• _Your instructions_: Leave out any picture and return the remaining listing below exactly as given.

• _Source material_:

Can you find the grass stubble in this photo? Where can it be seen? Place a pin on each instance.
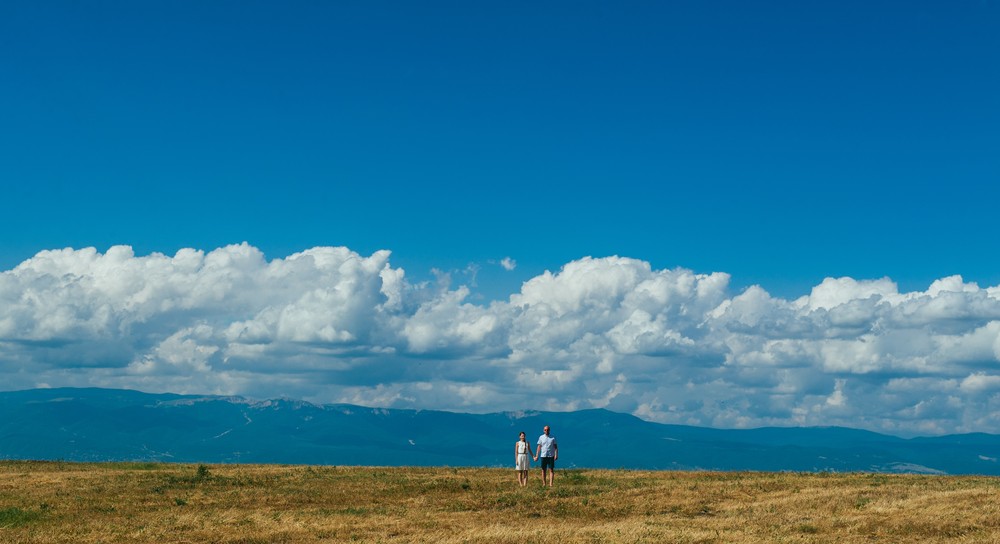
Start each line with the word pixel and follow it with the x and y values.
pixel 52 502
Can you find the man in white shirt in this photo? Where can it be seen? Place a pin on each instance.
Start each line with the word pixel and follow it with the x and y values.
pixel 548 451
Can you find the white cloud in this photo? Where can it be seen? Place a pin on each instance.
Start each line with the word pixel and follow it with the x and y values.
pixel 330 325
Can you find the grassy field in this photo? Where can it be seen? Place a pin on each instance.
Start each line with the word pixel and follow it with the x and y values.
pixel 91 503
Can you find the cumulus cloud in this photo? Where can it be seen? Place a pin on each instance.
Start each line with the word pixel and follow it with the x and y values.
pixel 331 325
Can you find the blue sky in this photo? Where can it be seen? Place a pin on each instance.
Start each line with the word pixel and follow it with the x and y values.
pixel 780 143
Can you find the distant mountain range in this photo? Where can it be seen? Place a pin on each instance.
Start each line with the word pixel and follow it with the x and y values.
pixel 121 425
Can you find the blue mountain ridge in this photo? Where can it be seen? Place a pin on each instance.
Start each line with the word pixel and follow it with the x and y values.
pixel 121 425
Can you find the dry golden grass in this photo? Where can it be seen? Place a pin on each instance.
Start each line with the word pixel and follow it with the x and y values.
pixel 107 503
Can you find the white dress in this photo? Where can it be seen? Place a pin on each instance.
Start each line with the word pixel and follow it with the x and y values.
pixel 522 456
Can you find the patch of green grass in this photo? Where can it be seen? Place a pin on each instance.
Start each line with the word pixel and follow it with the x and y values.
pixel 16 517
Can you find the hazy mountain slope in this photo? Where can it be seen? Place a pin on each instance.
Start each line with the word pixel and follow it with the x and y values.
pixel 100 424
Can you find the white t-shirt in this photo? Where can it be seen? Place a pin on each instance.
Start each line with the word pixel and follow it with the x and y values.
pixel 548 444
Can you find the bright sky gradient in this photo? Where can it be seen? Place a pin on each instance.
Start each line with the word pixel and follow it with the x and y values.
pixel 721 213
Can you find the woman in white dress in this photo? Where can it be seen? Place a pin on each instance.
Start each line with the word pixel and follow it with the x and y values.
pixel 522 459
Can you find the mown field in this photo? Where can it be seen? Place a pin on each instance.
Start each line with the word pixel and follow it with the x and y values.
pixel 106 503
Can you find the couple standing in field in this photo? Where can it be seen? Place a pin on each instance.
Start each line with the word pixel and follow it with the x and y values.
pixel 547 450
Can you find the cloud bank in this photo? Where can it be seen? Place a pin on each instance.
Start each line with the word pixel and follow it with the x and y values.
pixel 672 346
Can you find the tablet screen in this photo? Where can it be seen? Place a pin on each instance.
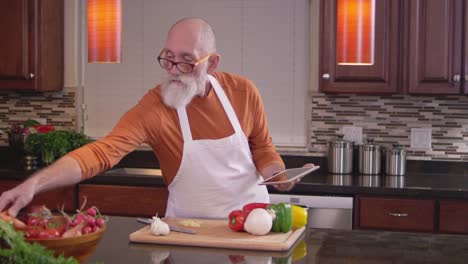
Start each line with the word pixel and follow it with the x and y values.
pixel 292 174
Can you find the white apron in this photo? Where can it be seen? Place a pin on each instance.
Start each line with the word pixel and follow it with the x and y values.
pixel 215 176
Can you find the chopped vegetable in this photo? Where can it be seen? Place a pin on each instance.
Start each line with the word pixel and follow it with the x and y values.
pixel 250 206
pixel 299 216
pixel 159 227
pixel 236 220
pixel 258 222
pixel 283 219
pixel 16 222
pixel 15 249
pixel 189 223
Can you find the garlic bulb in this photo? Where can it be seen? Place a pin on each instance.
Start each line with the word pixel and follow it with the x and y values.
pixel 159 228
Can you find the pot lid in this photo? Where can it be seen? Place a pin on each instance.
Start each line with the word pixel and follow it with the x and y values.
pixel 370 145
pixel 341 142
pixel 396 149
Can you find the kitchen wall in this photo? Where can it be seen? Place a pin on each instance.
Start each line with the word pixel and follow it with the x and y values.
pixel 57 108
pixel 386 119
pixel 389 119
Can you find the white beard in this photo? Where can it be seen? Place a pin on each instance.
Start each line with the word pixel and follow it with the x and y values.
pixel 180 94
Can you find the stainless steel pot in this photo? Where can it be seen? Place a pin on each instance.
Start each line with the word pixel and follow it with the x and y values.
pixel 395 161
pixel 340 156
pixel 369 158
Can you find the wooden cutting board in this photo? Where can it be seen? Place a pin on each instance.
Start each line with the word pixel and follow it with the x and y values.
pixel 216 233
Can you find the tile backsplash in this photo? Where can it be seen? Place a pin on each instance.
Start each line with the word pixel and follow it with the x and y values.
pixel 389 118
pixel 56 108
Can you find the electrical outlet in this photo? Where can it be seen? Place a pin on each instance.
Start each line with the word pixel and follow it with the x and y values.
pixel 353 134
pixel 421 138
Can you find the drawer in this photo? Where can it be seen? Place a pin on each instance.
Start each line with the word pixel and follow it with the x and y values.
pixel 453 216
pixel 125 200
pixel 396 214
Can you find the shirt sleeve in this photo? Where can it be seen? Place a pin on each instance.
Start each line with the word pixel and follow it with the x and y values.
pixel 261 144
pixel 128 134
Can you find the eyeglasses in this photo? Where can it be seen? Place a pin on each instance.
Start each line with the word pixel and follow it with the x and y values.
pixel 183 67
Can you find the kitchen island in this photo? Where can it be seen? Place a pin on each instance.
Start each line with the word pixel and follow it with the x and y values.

• _Exercise result_:
Can you find the grass stubble in this photo? Where can it be seen? Place a pin on each instance.
Start each line with the word pixel and follow it with the x and y values.
pixel 52 502
Can you find the man in white shirt in this photo? Where can it be seen? Place a pin on each instance.
Start each line with the word pixel and follow it with the x and y values.
pixel 548 451
Can you find the white cloud in this photo? Where can it be seen? Place a pin on each instance.
Start each line with the word pixel and follow it with the x and y values.
pixel 330 325
Can you find the grassy field in this photo? Where can it be seen? Place a pin on each instance.
Start each line with the word pixel and follow it with the x and y values.
pixel 91 503
Can you find the cumulus cloud in this photo? Where can it be seen? Place a pin on each instance.
Start each line with the word pixel and follow it with the x and y values.
pixel 331 325
Can you find the blue sky in this photo? Where can it be seen? Place a pin on each instance.
Start each line with the word pixel and follow it with the x and y values.
pixel 780 143
Can you find the distant mountain range in this photo? Where can it be seen? Place a pin on each instance.
Start each line with the word pixel and follow it with the x and y values.
pixel 121 425
Can you find the blue mountain ridge in this photo? Where can it be seen? Place a pin on each instance.
Start each line with the word pixel and follow it with the x and y values.
pixel 121 425
Can you find the dry golden grass in this photo? Where can it be seen? Place a pin on each instance.
Start each line with the word pixel and follow it with the x and y values.
pixel 107 503
Can you find the white dress in this photo? Where can it be seen? Place a pin on each instance.
Start each line with the word pixel and follow it with the x and y values.
pixel 522 456
Can you find the patch of green grass in this photo? Where can it be seen? Place a pin on each instance.
Start each line with the word pixel and follow it with the x and y values.
pixel 16 517
Can you find the hazy mountain slope in this photo? Where can it be seen? Place a pin on each instance.
Start each line with the word pixel and follow it with the x and y values.
pixel 100 424
Can you find the white t-shirt in this photo? Where can it be seen? Place a pin on each instance.
Start each line with the word pixel and follow it with the x and y values.
pixel 548 444
Can you find the bright sky gradient in this photo? Where can it be seen? Place a pin on each instance.
Start each line with the word pixel and follow it with the x and y values.
pixel 721 213
Can you find the woman in white dress in this photo? Where can it be seen? Place a pin on each instance.
Start each line with the word pixel and follow it with the x and y values.
pixel 522 459
Can you find the mown field in this photo? Where can it be seen? Place a pin on each instance.
Start each line with the word pixel and follow it with the x and y values.
pixel 106 503
Can you find the couple standing in field in this photo? Where can it be seen? Place a pin on each instance.
Start each line with the word pixel and follow it with the x and y values.
pixel 547 450
Can you find the cloud bank in this photo? Where can it be seen? Place a pin on each instance.
Start each line with the word pixel and follow it with the x and y values.
pixel 672 346
Can you find the tablet screen in this photo? Where can it be seen? Place a pin on each instance.
Start each line with the word pixel and follow it with the x and y values.
pixel 292 174
Can you find the white apron in this photo? Where can it be seen? Place a pin on each instance.
Start each line with the word pixel and follow it with the x and y values.
pixel 215 176
Can you find the chopped vegetable in this photo? Where can it be seen? Place a pin on each instance.
Start each line with the word pixel and follow it with the x and y values.
pixel 250 206
pixel 299 216
pixel 159 227
pixel 236 220
pixel 258 222
pixel 283 219
pixel 16 222
pixel 15 249
pixel 189 223
Can you find the garlic bulb in this photo? Where can it be seen? Place a pin on each instance.
Start each line with the word pixel and follow it with the x and y values.
pixel 159 228
Can you find the pot lid in this photo? Where can it be seen? Place a pin on each instance.
Start each line with the word pixel and follow it with the x and y values.
pixel 370 145
pixel 341 142
pixel 396 149
Can you find the kitchen wall in this photo? Where can it be seen? Place a pin on each instance.
Start each line with the word pixel and follow it with the x and y values.
pixel 57 108
pixel 386 119
pixel 389 119
Can you find the white beard in this photo? Where can it be seen? Place a pin on each instance.
Start each line with the word pixel and follow it with the x and y values.
pixel 180 94
Can you find the stainless steel pot in this photo? Where can it be seen? Place a pin on each instance.
Start each line with the word pixel and follow it with the x and y values.
pixel 395 161
pixel 340 156
pixel 369 158
Can you find the wooden cutting board in this photo? Where can it be seen? Place a pin on each instance.
Start each line with the word pixel and follow it with the x and y values.
pixel 216 233
Can you find the tile backsplash in this photo? Where can it be seen? Place a pin on each instance.
Start each line with the word pixel and follow it with the x and y values.
pixel 389 118
pixel 56 108
Can you find the electrical outlet in this photo? Where can it be seen? Place a pin on each instance.
Start each line with the word pixel and follow it with the x and y values.
pixel 353 134
pixel 421 138
Can you find the drawer in this photo? Where can it be seen? Place a pin on each instance.
Start each line with the word pixel and follow it with the x and y values.
pixel 453 216
pixel 125 200
pixel 396 214
Can you find the shirt sleeve in this photo? Where can it be seen? Place a pin on each instance.
Start each line with the word pixel and follow it with the x and y values.
pixel 261 144
pixel 128 134
Can you find the eyeglasses in this photo? Where can it be seen? Place a pin on each instance.
Start each line with the word pixel and follow it with the x and y values.
pixel 183 67
Can you find the kitchen island in this photo? Where can it be seen? Place a pin on each instance.
Start each line with the word pixel and follow it with the x and y values.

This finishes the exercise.